* [REQUIRED ACTION]: Each record must appear in the answer exactly as given.

* [DATA EXCERPTS]:
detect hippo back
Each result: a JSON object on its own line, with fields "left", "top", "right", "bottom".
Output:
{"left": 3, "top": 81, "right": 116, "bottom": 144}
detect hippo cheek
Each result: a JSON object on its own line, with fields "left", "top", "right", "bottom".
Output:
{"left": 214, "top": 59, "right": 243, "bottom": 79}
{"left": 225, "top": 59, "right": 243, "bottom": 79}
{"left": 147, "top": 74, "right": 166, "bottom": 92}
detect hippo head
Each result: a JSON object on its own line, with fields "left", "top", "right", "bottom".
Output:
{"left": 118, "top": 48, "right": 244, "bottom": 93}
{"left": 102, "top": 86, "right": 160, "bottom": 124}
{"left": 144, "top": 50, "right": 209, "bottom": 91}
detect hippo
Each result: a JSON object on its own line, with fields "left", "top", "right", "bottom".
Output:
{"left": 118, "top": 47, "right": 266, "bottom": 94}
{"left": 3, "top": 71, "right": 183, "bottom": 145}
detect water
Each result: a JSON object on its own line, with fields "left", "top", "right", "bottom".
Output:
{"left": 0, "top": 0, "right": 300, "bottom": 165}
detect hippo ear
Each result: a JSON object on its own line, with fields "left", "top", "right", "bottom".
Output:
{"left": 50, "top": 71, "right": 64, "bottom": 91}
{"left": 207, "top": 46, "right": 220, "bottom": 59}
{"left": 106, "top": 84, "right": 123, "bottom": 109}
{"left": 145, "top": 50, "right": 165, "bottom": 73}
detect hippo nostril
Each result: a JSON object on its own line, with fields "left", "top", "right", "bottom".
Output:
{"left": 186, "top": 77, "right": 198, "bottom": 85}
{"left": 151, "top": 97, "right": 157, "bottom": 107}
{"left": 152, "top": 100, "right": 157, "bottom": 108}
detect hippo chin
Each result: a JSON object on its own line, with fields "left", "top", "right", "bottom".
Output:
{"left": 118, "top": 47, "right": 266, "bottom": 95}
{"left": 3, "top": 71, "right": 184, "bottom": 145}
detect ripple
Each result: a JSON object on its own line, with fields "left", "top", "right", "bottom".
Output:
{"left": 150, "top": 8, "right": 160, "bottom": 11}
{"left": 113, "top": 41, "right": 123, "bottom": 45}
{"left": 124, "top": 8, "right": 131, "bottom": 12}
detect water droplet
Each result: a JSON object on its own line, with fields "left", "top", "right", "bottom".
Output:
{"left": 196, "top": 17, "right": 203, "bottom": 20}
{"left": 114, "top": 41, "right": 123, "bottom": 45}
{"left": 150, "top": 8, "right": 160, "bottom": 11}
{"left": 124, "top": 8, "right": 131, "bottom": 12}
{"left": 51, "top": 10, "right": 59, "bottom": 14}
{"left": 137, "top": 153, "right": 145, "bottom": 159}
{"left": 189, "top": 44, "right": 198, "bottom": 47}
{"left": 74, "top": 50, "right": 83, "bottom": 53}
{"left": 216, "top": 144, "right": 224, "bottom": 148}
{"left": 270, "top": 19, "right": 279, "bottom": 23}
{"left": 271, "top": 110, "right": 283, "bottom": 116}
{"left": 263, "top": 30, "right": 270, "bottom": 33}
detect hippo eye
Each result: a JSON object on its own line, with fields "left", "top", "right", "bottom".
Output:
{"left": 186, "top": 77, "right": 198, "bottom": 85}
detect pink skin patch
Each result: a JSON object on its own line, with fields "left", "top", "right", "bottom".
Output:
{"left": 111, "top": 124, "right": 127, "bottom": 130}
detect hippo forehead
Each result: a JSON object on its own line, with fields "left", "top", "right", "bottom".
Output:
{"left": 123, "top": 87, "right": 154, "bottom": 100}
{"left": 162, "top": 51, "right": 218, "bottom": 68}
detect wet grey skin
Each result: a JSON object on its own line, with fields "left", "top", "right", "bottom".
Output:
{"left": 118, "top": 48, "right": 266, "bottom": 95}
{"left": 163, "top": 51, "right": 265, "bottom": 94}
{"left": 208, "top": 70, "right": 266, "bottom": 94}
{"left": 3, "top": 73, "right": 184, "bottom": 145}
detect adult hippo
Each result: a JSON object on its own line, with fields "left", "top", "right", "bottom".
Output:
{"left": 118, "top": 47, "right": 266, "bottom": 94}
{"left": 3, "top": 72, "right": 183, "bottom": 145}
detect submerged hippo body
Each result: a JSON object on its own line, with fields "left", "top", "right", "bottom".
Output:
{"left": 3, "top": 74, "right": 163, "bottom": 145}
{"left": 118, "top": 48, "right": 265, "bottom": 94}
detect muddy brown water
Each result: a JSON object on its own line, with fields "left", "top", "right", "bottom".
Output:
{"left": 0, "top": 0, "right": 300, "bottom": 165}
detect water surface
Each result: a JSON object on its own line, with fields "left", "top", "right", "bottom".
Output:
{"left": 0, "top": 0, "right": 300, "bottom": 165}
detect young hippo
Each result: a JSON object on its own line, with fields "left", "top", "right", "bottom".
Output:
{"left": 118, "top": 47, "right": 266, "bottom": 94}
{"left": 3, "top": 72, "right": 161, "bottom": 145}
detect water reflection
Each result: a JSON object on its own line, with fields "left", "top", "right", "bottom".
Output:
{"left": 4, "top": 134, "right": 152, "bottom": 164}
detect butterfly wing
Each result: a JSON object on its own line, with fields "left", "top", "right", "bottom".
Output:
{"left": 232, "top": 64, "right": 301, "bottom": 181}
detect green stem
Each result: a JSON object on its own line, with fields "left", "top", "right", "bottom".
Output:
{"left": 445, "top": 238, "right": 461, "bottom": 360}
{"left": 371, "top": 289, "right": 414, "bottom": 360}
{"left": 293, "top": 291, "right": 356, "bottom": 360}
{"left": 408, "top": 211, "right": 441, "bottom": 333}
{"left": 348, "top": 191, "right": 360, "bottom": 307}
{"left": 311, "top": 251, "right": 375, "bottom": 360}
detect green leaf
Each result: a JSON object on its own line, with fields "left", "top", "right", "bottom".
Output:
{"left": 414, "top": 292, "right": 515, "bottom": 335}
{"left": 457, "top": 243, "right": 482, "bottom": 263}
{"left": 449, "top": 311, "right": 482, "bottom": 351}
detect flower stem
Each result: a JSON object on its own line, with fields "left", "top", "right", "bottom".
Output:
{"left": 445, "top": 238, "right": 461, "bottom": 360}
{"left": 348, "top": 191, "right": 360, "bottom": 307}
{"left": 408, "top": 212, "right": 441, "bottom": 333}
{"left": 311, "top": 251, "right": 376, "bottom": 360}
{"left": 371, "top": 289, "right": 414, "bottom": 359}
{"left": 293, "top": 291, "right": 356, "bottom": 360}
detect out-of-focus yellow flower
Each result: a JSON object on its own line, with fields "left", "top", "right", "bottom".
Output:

* [RESPONSE]:
detect hippo back
Each result: a JSON object on its own line, with fields "left", "top", "right", "bottom".
Output:
{"left": 3, "top": 81, "right": 116, "bottom": 144}
detect hippo cheek
Each result: a JSON object on its own line, with fields "left", "top", "right", "bottom".
Output:
{"left": 214, "top": 59, "right": 243, "bottom": 79}
{"left": 225, "top": 59, "right": 243, "bottom": 79}
{"left": 147, "top": 74, "right": 166, "bottom": 92}
detect hippo head
Each result: a JSON object on its own line, with fields "left", "top", "right", "bottom".
Output:
{"left": 118, "top": 48, "right": 244, "bottom": 93}
{"left": 102, "top": 86, "right": 160, "bottom": 124}
{"left": 144, "top": 50, "right": 209, "bottom": 91}
detect hippo
Each result: a JSON object on its own line, with fields "left", "top", "right", "bottom".
Output:
{"left": 118, "top": 47, "right": 266, "bottom": 94}
{"left": 3, "top": 71, "right": 183, "bottom": 145}
detect water
Each result: a JSON object on its own line, with fields "left", "top", "right", "bottom".
Output:
{"left": 0, "top": 0, "right": 300, "bottom": 165}
detect hippo ear
Each result: a JSON object on its own line, with fields "left", "top", "right", "bottom".
Output:
{"left": 50, "top": 71, "right": 64, "bottom": 91}
{"left": 207, "top": 46, "right": 220, "bottom": 59}
{"left": 106, "top": 84, "right": 123, "bottom": 109}
{"left": 145, "top": 50, "right": 165, "bottom": 73}
detect hippo nostril
Each result: a JSON object on its own line, with fields "left", "top", "right", "bottom".
Output:
{"left": 186, "top": 77, "right": 198, "bottom": 85}
{"left": 151, "top": 97, "right": 157, "bottom": 107}
{"left": 152, "top": 100, "right": 157, "bottom": 108}
detect hippo chin
Each result: a JSON object on its own line, with fields "left", "top", "right", "bottom".
Output:
{"left": 118, "top": 47, "right": 266, "bottom": 95}
{"left": 3, "top": 71, "right": 184, "bottom": 145}
detect ripple
Each result: a JSON object on its own line, with fields "left", "top", "right", "bottom".
Output:
{"left": 150, "top": 8, "right": 160, "bottom": 11}
{"left": 113, "top": 41, "right": 123, "bottom": 45}
{"left": 124, "top": 8, "right": 131, "bottom": 12}
detect water droplet
Each result: a JSON object on its own line, with fields "left", "top", "right", "bottom".
Output:
{"left": 196, "top": 17, "right": 203, "bottom": 20}
{"left": 114, "top": 41, "right": 123, "bottom": 45}
{"left": 150, "top": 8, "right": 160, "bottom": 11}
{"left": 124, "top": 8, "right": 131, "bottom": 12}
{"left": 51, "top": 10, "right": 59, "bottom": 14}
{"left": 137, "top": 153, "right": 145, "bottom": 159}
{"left": 189, "top": 44, "right": 198, "bottom": 47}
{"left": 74, "top": 50, "right": 83, "bottom": 53}
{"left": 216, "top": 144, "right": 224, "bottom": 148}
{"left": 270, "top": 19, "right": 279, "bottom": 23}
{"left": 271, "top": 110, "right": 283, "bottom": 116}
{"left": 263, "top": 30, "right": 270, "bottom": 33}
detect hippo eye
Each result: a JSON object on its own line, with fields "left", "top", "right", "bottom".
Output:
{"left": 186, "top": 77, "right": 198, "bottom": 85}
detect pink skin patch
Each result: a JSON object on its own line, with fields "left", "top", "right", "bottom".
Output:
{"left": 111, "top": 124, "right": 127, "bottom": 130}
detect hippo forehead
Each result: a JSON object on its own line, with fields "left", "top", "right", "bottom".
Output:
{"left": 123, "top": 87, "right": 154, "bottom": 100}
{"left": 162, "top": 51, "right": 218, "bottom": 68}
detect wet grey skin
Each result: a JSON object on its own line, with fields "left", "top", "right", "bottom".
Output:
{"left": 118, "top": 48, "right": 266, "bottom": 95}
{"left": 163, "top": 51, "right": 265, "bottom": 94}
{"left": 208, "top": 70, "right": 266, "bottom": 94}
{"left": 3, "top": 73, "right": 184, "bottom": 145}
detect adult hippo
Each result: a JSON object on its own line, with fields "left", "top", "right", "bottom".
Output:
{"left": 118, "top": 47, "right": 266, "bottom": 94}
{"left": 3, "top": 72, "right": 183, "bottom": 145}
detect submerged hippo body
Each result: a JSON object on its own line, with fields "left", "top", "right", "bottom".
Output:
{"left": 3, "top": 74, "right": 163, "bottom": 145}
{"left": 118, "top": 48, "right": 265, "bottom": 94}
detect muddy brown water
Each result: a JSON object on its own line, with fields "left", "top", "right", "bottom".
Output:
{"left": 0, "top": 0, "right": 300, "bottom": 165}
detect water surface
Each result: a JSON object on its own line, with fields "left", "top", "right", "bottom".
Output:
{"left": 0, "top": 0, "right": 300, "bottom": 165}
detect young hippo
Each result: a JSON object on its own line, with fields "left", "top", "right", "bottom".
Output:
{"left": 118, "top": 47, "right": 266, "bottom": 94}
{"left": 3, "top": 72, "right": 161, "bottom": 145}
detect water reflection
Each result: a JSON object on its own line, with fields "left", "top", "right", "bottom".
Output:
{"left": 4, "top": 134, "right": 152, "bottom": 164}
detect butterfly wing
Each result: a JSON object on its own line, with fields "left", "top", "right", "bottom".
Output:
{"left": 232, "top": 64, "right": 301, "bottom": 181}
detect green stem
Each result: a JSON object on its own line, with fields "left", "top", "right", "bottom".
Output:
{"left": 445, "top": 238, "right": 461, "bottom": 360}
{"left": 371, "top": 289, "right": 414, "bottom": 360}
{"left": 293, "top": 291, "right": 356, "bottom": 360}
{"left": 408, "top": 211, "right": 441, "bottom": 333}
{"left": 348, "top": 191, "right": 360, "bottom": 307}
{"left": 311, "top": 251, "right": 375, "bottom": 360}
detect green leaf
Each result: a JSON object on its own line, with fields "left", "top", "right", "bottom".
Output:
{"left": 414, "top": 292, "right": 515, "bottom": 335}
{"left": 457, "top": 243, "right": 482, "bottom": 263}
{"left": 449, "top": 311, "right": 482, "bottom": 351}
detect flower stem
Each result: a JSON object on its own line, with fields "left", "top", "right", "bottom".
Output:
{"left": 445, "top": 238, "right": 461, "bottom": 360}
{"left": 348, "top": 191, "right": 360, "bottom": 307}
{"left": 408, "top": 212, "right": 441, "bottom": 333}
{"left": 311, "top": 251, "right": 376, "bottom": 360}
{"left": 371, "top": 289, "right": 414, "bottom": 359}
{"left": 293, "top": 291, "right": 356, "bottom": 360}
detect out-of-focus yellow flower
Each result: a JSON object on its own line, with fields "left", "top", "right", "bottom".
Output:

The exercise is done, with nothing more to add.